REQUEST 1.
In the devotional text, which Levites were consecrated as servants to attend to Aaron and his sons in the tabernacle?

PAGE TEXT.
<<<<
In summary, the grain or meat offering was a voluntary act of worship done in recognition of God’s goodness and providence, thus, signifying ones commitment and devotion to the LORD. The relevance of this offering to the body of Christ today is that Jesus was the perfect man who surrendered Himself to God and the entire human race.

Meditation: In what ways do I express my appreciation towards God for all His blessings?

Prayer: Accept my gift offering today. This is a token of my appreciation for all You have done for me. Note: You may wish to offer to the LORD a real gift offering today.

REAL LIFE Expository Study Devotional – The Making Of the Nation of God 3: The Levitical Code of Worship and Separation.

Day 5: The Burnt Offering.

‘‘If his offering be a burnt sacrifice of the herd, let him offer a male without blemish: he shall offer it of his own voluntary will at the door of the tabernacle of the congregation before the LORD.’’ Lev. 1:3
Additional reading: Deut. 15:21; Rom. 12:1; Eph.5:27; Heb. 10:5 -10, 13:15 – 16; 1Pet.1:19
At this point, is expedient to remind us again that one singular reason why God delivered His children from Egypt through His mighty power was to have His chosen nation made in His image and likeness worship Him: ‘ ‘‘Believe me, they will listen to you. Then you and the leaders of Israel will go to the King of Egypt and say to him: ‘God, the God of the Hebrews, has met with us. Let us take a three-day journey into the wilderness where we will worship God—our God.’’

’ (Exo. 3:18 MSG).
Having delivered Israel from the powers of Egypt, God made known His intention to dwell in the midst of His children: ‘‘I also want them to build a special place where I can live among my people.’’ (Exo. 25:8 CEV). ‘‘The people must make a sacred Tent for me, so that I may live among them.’’ (GNB). It is obvious from these verses that God not only desired worship from His children, He desired to fellowship with His children — to actually live with them.
Unfortunately, there was a limitation on the side of His children; God could not fellowship or live with His own because of their sins and they on their part could not access the holy God for the same reason. So, on account of sin, there was a great gulf between the holy God of Israel and a sinful nation. Nonetheless, God on His own accord put in place the means through which He could have an unhindered fellowship with His children and they in turn could access Him as they so desired. He began by making His intention to live with Israel known to Moses, thereafter; He gave Moses a detailed plan of His dwelling place including the size, materials to be used for the building, how to build it and those to construct specific items, not forgetting the sacrifices, what they would be, what they would be used for and how to use them.
Thereafter, Moses was again detailed to set Aaron and his sons apart to minister in the priestly office. Their term of reference was to mediate between God and Israel by offering sacrifices to atone for the sins of the people for the purpose of fellowship. The Levites; Gershom, Kohath and Merari were later consecrated as servants to attend to Aaron and his sons in the tabernacle. They were also given specific assignments and remained under strict supervision of the sons of Aaron.
>>>>
Data entries:
<<<<
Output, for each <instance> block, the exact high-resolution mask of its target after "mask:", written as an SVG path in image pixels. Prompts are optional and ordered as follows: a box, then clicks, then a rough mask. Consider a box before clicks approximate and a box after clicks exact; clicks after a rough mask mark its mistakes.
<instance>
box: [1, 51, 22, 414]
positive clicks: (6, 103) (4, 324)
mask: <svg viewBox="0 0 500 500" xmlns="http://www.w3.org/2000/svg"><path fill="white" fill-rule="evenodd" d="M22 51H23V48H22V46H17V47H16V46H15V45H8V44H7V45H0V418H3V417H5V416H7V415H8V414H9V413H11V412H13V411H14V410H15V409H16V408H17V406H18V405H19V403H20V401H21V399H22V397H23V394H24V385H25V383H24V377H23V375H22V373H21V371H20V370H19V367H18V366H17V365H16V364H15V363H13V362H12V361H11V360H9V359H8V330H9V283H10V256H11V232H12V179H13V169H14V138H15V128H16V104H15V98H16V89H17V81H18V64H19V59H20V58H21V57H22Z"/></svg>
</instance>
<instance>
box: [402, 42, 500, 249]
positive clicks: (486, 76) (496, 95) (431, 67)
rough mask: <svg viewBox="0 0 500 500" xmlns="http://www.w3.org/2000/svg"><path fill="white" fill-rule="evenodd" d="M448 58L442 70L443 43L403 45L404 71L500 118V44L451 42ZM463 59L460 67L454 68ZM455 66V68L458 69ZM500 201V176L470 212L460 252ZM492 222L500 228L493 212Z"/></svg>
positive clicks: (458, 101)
>>>>
REQUEST 2.
How many lines of the records contain the string "fill"? Case counts; reply with the number only.

ANSWER SPACE 1.
Gershom, Kohath and Merari.

ANSWER SPACE 2.
2